__Given passage__
/---
So that brings me back to 'My Notorious Life', a novel based on fact; it is based partly on the life of Ann Trow Lohman, also know as Madame Restell, a midwife living in Victorian New York.  This is a novel set in a time in which I, as a woman, would not want to live.

Axie Muldoon, the daughter of impoverished Irish immigrants, becomes a hugely successful midwife, who is soon known as 'Madame X'.  Axie recounts her life as a struggling child, who, with her young sister and brother, is forced to beg for food.  But she and her siblings are soon separated from each each other, and Axie finds herself an apprentice to a midwife.  Parlaying the sale of a few bottles of 'Lunar Tablets for Female Complaint', her star rises in her profession, and she and her husband find themselves living among the rich and powerful in New York.  But Anthony Comstock, founder of the Society for the Suppression of Vice, becomes her enemy, and it takes everything in Axie's arsenal to outwit him and save her and her family from ruin.

The early stages of the novel brought a tear to my eye, but I was impressed with Axie's determination and moral imperative.  The accounts of the poor women who could no longer handle being pregnant for the ninth or tenth time (and burying a few of those babies) tore my heart apart.  It made me grateful to be living in a time when women have free access to birth control and reproductive education, when it's not a 'sin' to possess such knowledge.  

The author's portrayal of Axie's world is so spot-on; I could actually visualize her extreme poverty, the panic she felt when she was taken away from her family, her rise to the mansion in the city.  And her childhood friend, who later became her husband.  Axie is a fierce, passionate character, and beautifully realized.

'My Notorious Life' will certainly stir controversy and passionate discussions, but there is one thing women must consider:  We are fortunate to be living in an era where we can freely talk about personal reproductive choices.  Ms. Manning has taken a courageous step in portraying such a compassionate character.  

But there were so many women who lived so long ago who had no choice (and voice) at all.

Consider yourself lucky.


'My Notorious Life', by Kate Manning, will be published in September 2013 by Scribner.
\---
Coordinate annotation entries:
/---
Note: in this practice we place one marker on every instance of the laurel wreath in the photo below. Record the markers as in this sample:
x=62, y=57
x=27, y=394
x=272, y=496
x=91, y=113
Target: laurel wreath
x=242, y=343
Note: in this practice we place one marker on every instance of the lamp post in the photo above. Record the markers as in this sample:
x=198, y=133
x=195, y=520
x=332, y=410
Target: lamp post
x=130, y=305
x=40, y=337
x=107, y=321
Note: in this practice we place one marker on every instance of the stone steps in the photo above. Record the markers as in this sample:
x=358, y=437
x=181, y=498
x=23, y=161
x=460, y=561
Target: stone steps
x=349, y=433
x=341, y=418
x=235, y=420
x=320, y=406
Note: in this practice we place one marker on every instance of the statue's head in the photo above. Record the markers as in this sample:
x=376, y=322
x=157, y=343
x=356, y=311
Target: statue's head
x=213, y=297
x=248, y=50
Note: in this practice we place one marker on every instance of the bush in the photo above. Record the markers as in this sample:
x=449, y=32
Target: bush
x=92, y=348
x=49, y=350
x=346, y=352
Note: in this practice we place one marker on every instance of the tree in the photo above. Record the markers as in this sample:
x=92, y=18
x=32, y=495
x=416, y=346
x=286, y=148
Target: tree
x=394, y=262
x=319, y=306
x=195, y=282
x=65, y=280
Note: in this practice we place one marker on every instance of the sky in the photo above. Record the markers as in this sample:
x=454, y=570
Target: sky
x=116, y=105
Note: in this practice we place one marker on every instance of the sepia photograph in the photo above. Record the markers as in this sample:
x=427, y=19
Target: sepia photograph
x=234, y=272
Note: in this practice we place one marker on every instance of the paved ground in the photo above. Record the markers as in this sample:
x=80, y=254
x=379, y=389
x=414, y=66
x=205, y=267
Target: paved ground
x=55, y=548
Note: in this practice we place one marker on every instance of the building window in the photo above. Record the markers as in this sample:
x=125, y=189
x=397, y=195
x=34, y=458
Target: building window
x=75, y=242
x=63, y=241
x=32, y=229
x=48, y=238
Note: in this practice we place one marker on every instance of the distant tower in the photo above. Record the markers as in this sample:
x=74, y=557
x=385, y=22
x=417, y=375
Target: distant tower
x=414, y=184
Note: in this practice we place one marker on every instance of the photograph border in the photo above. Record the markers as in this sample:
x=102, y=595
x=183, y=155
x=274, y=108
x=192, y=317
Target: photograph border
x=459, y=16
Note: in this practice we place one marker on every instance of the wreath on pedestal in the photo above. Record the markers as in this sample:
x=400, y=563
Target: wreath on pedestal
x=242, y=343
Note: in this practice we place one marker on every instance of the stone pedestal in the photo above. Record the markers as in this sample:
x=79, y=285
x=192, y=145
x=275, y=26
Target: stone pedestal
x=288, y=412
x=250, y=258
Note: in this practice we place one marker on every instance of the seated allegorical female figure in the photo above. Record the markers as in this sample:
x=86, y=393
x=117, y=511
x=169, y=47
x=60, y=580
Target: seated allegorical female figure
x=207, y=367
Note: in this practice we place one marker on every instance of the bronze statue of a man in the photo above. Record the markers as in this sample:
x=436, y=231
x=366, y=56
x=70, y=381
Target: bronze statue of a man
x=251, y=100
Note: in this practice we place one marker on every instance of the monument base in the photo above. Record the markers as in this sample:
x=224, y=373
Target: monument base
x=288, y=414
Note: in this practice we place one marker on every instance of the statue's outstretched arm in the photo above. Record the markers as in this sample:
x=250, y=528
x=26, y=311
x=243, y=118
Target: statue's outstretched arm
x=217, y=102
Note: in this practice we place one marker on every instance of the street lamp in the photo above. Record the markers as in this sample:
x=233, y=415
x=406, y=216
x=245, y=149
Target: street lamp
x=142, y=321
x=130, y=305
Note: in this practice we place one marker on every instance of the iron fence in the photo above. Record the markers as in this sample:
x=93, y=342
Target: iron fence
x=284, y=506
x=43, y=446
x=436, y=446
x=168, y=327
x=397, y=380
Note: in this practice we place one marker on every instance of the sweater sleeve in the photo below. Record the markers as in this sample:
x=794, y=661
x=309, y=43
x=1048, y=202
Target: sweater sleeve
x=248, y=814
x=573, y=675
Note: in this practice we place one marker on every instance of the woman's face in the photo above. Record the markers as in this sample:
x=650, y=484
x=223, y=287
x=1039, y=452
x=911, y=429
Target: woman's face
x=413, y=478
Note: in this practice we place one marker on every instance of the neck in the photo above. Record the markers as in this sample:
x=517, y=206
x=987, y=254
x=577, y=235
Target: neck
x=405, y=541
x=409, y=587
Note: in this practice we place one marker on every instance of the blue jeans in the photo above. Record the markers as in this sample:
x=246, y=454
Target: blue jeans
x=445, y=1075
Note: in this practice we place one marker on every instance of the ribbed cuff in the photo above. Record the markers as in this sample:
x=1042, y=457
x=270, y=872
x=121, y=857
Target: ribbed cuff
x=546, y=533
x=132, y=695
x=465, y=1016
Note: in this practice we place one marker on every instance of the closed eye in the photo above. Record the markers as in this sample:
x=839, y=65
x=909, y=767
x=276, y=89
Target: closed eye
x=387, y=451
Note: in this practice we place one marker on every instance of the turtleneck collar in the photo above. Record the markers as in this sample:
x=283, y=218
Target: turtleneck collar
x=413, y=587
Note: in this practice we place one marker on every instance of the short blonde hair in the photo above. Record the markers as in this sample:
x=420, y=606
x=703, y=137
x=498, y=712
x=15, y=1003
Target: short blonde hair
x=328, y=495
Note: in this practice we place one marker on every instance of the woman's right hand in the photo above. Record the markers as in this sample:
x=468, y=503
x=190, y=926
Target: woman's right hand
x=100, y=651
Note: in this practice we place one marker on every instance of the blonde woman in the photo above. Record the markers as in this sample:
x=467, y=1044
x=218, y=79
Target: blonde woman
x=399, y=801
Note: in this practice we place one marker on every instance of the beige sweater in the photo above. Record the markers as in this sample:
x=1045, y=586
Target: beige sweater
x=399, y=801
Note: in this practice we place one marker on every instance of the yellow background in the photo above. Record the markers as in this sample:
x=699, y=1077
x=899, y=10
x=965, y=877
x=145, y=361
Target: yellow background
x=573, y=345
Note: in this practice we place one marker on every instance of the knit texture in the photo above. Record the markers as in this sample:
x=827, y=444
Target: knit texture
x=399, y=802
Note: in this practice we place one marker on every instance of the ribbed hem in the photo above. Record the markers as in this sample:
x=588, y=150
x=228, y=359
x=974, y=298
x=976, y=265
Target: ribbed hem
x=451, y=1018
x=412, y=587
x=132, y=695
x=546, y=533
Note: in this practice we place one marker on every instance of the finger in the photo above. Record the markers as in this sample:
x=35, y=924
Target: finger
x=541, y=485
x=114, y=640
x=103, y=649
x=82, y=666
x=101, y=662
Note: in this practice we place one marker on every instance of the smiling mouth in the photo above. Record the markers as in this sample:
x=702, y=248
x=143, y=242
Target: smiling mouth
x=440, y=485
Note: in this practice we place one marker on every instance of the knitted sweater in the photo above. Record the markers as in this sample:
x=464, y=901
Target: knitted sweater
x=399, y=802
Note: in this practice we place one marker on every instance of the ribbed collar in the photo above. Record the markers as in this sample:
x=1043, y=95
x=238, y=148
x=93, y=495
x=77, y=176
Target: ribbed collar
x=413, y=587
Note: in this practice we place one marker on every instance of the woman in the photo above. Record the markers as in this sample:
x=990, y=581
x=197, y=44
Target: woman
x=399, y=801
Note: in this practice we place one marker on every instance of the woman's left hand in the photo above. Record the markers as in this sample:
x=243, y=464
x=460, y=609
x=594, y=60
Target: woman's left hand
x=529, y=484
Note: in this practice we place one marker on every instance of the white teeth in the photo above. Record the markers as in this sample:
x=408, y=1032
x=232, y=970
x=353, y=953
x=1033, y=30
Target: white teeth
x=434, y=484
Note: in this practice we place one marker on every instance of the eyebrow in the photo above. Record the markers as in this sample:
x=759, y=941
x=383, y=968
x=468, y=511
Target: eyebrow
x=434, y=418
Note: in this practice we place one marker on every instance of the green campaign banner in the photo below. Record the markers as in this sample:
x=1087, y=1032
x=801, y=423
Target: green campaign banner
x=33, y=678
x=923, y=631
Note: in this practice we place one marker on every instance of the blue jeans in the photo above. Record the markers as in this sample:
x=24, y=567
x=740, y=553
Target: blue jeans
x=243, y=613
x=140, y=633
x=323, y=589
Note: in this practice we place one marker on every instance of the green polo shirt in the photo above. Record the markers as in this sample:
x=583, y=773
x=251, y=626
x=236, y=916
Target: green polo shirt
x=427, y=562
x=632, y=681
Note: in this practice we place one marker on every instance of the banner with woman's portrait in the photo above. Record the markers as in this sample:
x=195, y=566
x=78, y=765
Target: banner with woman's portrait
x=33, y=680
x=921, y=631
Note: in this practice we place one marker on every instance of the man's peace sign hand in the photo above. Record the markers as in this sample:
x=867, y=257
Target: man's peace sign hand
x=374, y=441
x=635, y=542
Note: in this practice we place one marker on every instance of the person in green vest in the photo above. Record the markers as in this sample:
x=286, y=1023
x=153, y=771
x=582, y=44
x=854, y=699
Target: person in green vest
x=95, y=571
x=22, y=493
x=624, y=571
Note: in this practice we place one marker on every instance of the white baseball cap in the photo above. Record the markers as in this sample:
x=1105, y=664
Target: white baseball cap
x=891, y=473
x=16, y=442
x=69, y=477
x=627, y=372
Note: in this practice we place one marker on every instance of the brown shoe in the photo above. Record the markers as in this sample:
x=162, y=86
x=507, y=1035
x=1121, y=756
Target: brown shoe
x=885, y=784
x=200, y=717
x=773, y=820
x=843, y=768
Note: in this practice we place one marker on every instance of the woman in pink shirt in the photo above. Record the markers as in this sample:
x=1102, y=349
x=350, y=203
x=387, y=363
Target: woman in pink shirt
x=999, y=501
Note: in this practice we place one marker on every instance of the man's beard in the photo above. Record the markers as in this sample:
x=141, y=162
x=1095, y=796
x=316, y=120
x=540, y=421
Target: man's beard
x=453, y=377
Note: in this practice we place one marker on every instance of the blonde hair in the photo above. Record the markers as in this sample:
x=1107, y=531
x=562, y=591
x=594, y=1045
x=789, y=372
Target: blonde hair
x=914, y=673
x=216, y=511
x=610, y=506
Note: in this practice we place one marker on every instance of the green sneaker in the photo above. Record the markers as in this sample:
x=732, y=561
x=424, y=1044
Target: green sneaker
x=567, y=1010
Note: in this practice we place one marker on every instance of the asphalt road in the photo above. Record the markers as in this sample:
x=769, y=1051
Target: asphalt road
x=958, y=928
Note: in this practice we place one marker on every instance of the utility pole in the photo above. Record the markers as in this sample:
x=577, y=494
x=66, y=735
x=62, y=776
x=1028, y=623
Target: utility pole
\---
__Required tasks__
a) Check each statement against the book review and mark it yes or no, quoting the words that settle it: (i) Axie Muldoon's parents were Irish immigrants. (ii) Anthony Comstock became Axie's husband. (iii) The novel is being published by Scribner.
b) Repeat the book review word for word, everything from "But there were" down to "2013 by Scribner.".
The records aren't needed for anything here.

__Results in order__
a)
(i) Yes: "the daughter of impoverished Irish immigrants"
(ii) No: "Anthony Comstock, founder of the Society for the Suppression of Vice, becomes her enemy"
(iii) Yes: "will be published in September 2013 by Scribner"

b)
But there were so many women who lived so long ago who had no choice (and voice) at all.

Consider yourself lucky.


'My Notorious Life', by Kate Manning, will be published in September 2013 by Scribner.